Repeat the lines of the data exactly, from the first one through the one that contains "Query: dark jacket".

Natural-language object grounding data
++++++

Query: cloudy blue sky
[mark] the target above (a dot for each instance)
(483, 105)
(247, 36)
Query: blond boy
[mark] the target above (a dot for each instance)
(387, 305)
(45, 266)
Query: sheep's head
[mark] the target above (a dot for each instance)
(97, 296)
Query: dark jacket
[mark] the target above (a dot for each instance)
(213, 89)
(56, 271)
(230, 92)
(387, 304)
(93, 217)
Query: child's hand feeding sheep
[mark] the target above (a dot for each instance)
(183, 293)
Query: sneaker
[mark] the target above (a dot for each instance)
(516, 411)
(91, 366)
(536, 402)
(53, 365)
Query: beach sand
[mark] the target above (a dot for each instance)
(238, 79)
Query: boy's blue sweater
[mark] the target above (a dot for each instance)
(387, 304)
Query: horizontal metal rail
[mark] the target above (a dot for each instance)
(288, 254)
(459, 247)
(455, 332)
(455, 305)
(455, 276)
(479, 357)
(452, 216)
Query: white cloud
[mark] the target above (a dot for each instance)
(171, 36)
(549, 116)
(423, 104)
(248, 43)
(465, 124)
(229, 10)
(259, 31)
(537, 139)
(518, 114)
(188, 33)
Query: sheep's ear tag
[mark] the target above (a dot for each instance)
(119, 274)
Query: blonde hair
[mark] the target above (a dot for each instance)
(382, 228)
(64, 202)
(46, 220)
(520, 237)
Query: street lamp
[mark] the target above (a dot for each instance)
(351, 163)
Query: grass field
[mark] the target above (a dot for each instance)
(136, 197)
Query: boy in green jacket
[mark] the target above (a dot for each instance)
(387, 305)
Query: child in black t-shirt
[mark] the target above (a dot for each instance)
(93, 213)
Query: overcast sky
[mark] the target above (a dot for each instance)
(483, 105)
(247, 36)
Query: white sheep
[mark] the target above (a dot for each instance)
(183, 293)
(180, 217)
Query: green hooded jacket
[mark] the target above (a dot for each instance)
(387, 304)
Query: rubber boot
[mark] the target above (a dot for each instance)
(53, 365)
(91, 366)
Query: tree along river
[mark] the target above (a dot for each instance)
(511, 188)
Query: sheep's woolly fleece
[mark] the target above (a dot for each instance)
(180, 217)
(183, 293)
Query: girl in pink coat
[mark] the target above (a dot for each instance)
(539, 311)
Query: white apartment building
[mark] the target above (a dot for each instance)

++++++

## Answer
Query: cloudy blue sky
[mark] the target above (a dot for each instance)
(483, 105)
(247, 36)
Query: blond boy
[mark] the target above (a dot for each instance)
(387, 305)
(45, 266)
Query: sheep's head
[mark] the target above (a dot for each instance)
(97, 296)
Query: dark jacket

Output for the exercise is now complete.